### Items listed in a dataset

▶

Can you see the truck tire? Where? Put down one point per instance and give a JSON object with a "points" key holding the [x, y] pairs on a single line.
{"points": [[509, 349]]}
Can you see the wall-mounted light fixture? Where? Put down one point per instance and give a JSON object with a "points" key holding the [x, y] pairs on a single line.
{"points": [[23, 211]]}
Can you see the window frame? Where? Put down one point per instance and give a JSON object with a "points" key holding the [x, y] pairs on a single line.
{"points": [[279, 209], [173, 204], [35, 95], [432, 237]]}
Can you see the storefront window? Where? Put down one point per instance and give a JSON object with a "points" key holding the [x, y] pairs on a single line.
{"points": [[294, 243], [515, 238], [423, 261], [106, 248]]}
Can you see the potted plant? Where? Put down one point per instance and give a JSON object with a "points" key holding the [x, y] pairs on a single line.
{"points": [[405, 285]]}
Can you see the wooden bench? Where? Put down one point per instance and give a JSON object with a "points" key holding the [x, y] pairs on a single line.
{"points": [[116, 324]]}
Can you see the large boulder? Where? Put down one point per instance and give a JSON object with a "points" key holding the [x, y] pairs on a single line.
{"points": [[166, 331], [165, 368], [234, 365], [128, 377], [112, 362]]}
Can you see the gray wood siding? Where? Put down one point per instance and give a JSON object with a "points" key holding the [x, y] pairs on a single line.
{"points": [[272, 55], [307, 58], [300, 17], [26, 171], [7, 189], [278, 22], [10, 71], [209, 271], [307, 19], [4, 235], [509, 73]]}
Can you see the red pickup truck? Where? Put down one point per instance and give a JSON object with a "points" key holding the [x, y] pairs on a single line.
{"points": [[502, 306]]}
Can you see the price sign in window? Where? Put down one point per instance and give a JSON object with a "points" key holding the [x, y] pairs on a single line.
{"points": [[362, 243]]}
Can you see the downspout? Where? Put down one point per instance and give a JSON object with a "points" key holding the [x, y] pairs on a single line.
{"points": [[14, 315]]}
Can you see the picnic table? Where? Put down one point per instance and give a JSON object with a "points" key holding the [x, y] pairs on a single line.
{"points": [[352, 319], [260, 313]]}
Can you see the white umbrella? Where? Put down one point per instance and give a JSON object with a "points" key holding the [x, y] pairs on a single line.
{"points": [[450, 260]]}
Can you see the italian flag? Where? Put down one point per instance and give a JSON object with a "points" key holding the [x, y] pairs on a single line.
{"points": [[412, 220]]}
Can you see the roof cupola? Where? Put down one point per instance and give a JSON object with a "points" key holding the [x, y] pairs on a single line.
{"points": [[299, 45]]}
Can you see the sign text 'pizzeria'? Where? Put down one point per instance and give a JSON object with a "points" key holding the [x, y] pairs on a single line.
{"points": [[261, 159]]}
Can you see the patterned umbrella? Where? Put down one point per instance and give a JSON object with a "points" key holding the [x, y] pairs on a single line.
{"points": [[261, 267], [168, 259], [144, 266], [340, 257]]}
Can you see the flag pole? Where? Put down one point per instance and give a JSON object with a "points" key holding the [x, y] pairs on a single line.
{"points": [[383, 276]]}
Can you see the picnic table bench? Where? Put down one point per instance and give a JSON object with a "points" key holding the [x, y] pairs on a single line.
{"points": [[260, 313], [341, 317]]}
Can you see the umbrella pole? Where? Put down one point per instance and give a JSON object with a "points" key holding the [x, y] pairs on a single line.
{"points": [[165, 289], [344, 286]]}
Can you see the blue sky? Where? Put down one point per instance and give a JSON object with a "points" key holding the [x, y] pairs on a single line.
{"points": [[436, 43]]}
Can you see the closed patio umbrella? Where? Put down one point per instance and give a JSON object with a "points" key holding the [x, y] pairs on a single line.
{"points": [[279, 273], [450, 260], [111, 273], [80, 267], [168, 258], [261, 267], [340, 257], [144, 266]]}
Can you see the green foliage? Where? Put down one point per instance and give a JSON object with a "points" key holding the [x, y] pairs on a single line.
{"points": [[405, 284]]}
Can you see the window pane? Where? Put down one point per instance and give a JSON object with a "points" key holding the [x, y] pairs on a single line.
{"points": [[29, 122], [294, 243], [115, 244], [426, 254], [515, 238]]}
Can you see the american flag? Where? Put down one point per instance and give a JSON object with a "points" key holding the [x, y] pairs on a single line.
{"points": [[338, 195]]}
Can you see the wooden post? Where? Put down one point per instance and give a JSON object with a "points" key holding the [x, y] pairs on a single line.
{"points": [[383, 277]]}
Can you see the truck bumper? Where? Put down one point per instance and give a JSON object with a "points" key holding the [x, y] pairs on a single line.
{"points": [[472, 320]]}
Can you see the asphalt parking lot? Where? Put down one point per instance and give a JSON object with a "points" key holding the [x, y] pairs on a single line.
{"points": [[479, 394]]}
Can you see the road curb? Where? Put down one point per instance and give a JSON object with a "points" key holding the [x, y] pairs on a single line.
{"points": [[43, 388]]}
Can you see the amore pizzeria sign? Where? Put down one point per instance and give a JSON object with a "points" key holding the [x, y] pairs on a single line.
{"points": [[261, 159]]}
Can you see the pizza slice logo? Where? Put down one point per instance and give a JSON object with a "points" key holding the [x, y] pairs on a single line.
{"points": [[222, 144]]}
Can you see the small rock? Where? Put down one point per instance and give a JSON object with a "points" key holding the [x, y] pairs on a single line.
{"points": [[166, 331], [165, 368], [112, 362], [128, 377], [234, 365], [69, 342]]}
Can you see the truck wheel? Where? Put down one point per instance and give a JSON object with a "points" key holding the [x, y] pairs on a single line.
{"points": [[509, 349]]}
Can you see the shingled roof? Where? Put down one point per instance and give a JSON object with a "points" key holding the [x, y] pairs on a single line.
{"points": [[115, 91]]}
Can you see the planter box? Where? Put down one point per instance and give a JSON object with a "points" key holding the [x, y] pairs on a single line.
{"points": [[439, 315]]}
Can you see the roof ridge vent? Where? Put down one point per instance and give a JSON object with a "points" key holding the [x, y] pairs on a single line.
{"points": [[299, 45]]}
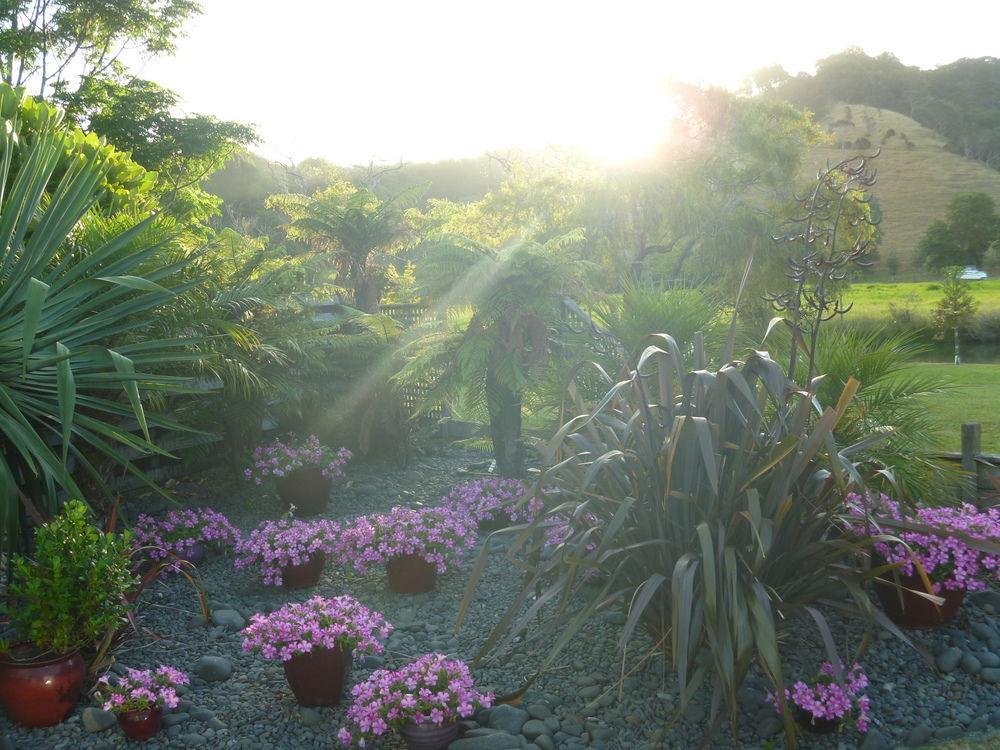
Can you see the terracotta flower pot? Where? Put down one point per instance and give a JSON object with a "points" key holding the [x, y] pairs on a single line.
{"points": [[817, 726], [141, 724], [317, 678], [429, 736], [410, 574], [912, 611], [40, 693], [305, 575], [306, 488]]}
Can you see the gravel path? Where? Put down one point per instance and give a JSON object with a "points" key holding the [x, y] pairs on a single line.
{"points": [[241, 701]]}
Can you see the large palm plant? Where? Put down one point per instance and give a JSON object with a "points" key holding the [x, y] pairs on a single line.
{"points": [[73, 369]]}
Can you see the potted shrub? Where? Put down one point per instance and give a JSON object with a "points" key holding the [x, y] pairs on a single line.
{"points": [[185, 534], [316, 641], [492, 503], [423, 701], [823, 704], [65, 598], [139, 697], [303, 472], [413, 543], [952, 565], [290, 552]]}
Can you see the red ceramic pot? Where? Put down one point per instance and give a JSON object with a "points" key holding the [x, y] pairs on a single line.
{"points": [[305, 575], [141, 724], [429, 736], [910, 610], [40, 693], [817, 726], [317, 678], [410, 574], [306, 488]]}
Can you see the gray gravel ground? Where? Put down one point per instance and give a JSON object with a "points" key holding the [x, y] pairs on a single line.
{"points": [[579, 703]]}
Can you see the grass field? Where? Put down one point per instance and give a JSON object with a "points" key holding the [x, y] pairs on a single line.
{"points": [[874, 300], [976, 399], [914, 184]]}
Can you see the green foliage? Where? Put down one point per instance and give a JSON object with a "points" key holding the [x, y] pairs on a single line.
{"points": [[703, 501], [74, 367], [964, 236], [72, 590]]}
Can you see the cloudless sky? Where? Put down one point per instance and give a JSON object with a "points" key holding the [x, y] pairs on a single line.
{"points": [[350, 80]]}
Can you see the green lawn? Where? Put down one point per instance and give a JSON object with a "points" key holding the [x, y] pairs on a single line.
{"points": [[873, 300], [976, 399]]}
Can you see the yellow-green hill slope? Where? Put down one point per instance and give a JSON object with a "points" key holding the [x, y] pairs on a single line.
{"points": [[916, 176]]}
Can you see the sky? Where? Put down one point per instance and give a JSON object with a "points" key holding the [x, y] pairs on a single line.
{"points": [[396, 80]]}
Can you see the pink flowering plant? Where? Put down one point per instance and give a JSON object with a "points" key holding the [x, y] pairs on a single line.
{"points": [[319, 623], [179, 532], [487, 500], [440, 536], [826, 699], [280, 458], [433, 689], [947, 558], [274, 545], [141, 689]]}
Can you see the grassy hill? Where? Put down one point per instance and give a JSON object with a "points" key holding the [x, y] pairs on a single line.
{"points": [[916, 176]]}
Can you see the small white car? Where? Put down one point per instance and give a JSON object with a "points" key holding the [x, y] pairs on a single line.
{"points": [[971, 273]]}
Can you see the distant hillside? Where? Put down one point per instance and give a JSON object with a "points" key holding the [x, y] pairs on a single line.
{"points": [[917, 176]]}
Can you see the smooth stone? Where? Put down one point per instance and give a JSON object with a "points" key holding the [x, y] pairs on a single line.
{"points": [[948, 659], [919, 735], [495, 741], [508, 718], [97, 720], [875, 741], [213, 668], [534, 728], [991, 675], [229, 619]]}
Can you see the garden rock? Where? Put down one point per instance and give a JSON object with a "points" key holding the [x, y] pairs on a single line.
{"points": [[97, 720], [508, 718], [213, 668], [948, 659]]}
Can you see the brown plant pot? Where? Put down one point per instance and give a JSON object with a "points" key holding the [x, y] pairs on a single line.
{"points": [[410, 574], [317, 678], [816, 726], [141, 724], [429, 736], [40, 693], [306, 488], [912, 611], [305, 575]]}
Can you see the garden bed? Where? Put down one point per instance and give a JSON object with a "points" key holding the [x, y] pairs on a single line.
{"points": [[573, 705]]}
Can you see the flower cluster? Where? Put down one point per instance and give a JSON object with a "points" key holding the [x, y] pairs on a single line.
{"points": [[432, 689], [278, 459], [439, 535], [948, 560], [298, 628], [276, 544], [828, 700], [484, 500], [180, 532], [141, 689]]}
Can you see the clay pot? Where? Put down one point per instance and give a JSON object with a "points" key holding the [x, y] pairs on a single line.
{"points": [[410, 574], [429, 736], [317, 678], [912, 611], [141, 724], [305, 575], [306, 488], [816, 726], [42, 692]]}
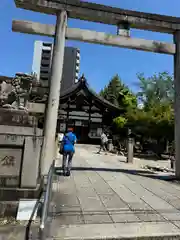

◀

### Work to do
Output the data from the line holding "Can you see the garden bed?" through the end of the data, inclusive, as a Markdown table with a Row column numbering each line and a Line column holding its text, skipping blank lines. Leave the pictures out.

### Solution to the exercise
| Row | Line |
|---|---|
| 1 | Can you see the garden bed? Where? Put down one point per instance and give a JSON object with a "points" key holding the [x, y] pairs on a single line. |
| 2 | {"points": [[573, 705]]} |
| 3 | Can you see the flower cluster? Where? Put down one point per instance and give a JSON object with a "points" key holding the [x, y] pairs on a single line. |
| 4 | {"points": [[432, 689], [278, 459], [439, 535], [948, 560], [298, 628], [276, 544], [828, 700], [484, 500], [180, 532], [141, 689]]} |
| 5 | Can you see the clay pot? Where? Put down one point per instance and give a JSON object with a "points" key holding the [x, y] pairs on a single line. |
| 6 | {"points": [[410, 574], [429, 736], [317, 678], [912, 611], [141, 724], [305, 575], [306, 488], [816, 726], [42, 692]]} |